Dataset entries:
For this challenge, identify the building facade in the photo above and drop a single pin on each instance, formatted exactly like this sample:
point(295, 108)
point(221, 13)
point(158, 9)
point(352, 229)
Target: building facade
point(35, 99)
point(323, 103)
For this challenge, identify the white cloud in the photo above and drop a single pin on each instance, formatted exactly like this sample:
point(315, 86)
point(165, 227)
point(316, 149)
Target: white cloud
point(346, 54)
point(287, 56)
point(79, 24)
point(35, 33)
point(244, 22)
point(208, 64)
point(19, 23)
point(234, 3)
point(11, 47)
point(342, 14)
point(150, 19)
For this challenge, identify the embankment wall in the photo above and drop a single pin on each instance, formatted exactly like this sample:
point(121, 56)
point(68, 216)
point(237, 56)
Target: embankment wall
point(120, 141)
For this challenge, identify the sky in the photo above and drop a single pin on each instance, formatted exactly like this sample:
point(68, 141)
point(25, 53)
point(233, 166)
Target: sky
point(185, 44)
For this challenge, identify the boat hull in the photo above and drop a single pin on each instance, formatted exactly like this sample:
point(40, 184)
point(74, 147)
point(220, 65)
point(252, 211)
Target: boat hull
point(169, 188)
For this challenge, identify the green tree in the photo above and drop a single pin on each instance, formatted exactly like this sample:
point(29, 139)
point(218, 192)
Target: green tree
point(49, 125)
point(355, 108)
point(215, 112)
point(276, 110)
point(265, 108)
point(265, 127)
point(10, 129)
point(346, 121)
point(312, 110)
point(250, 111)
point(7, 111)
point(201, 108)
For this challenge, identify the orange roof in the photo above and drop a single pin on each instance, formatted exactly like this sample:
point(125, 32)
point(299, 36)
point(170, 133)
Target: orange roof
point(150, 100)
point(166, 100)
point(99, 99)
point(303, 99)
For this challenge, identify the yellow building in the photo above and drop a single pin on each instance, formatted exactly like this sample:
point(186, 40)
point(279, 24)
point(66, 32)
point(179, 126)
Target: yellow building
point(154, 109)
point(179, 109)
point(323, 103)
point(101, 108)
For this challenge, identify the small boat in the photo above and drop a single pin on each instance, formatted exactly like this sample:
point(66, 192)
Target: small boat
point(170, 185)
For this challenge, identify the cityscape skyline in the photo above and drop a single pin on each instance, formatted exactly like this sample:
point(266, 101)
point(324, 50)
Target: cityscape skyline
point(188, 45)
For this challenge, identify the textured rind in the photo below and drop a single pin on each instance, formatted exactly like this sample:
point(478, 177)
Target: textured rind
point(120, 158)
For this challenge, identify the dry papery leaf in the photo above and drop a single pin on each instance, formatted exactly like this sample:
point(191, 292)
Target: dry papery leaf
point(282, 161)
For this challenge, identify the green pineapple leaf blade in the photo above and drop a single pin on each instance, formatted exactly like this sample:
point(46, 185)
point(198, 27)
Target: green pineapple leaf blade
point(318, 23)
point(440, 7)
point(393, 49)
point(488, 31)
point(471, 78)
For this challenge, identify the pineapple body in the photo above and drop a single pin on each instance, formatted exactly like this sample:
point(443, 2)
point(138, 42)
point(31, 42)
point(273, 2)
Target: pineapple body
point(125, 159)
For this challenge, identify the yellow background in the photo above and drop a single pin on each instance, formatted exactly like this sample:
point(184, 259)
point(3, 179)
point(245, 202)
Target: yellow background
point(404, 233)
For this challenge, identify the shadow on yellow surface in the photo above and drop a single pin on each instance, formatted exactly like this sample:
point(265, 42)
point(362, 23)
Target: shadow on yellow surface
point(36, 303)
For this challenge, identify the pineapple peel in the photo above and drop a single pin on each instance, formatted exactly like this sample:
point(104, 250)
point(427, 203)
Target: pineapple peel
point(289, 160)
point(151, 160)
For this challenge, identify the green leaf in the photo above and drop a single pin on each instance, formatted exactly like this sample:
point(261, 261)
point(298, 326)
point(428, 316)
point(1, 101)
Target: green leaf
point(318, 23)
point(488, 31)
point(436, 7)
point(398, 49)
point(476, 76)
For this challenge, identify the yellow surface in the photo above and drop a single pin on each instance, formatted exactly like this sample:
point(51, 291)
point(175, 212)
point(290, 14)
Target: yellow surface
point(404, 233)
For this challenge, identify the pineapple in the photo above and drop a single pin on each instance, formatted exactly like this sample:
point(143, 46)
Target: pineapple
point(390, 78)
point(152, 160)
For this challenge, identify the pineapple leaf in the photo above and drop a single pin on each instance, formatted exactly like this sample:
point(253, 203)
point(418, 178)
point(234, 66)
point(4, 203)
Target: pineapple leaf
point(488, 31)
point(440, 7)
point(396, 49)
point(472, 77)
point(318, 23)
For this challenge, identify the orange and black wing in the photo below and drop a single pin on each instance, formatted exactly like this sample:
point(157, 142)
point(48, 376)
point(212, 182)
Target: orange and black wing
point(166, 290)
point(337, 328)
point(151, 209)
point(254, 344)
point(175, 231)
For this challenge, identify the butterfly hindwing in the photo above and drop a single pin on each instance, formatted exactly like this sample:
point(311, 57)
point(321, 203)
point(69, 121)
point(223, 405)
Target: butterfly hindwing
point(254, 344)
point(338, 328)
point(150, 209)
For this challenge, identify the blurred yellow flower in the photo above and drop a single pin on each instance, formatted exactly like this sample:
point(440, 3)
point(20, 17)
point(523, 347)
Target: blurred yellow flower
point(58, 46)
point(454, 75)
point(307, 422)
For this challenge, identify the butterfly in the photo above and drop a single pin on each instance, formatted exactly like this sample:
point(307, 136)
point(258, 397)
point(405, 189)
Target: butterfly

▶ [About this task]:
Return only the number of lines above that include the word "below".

▶ [Exercise answer]:
2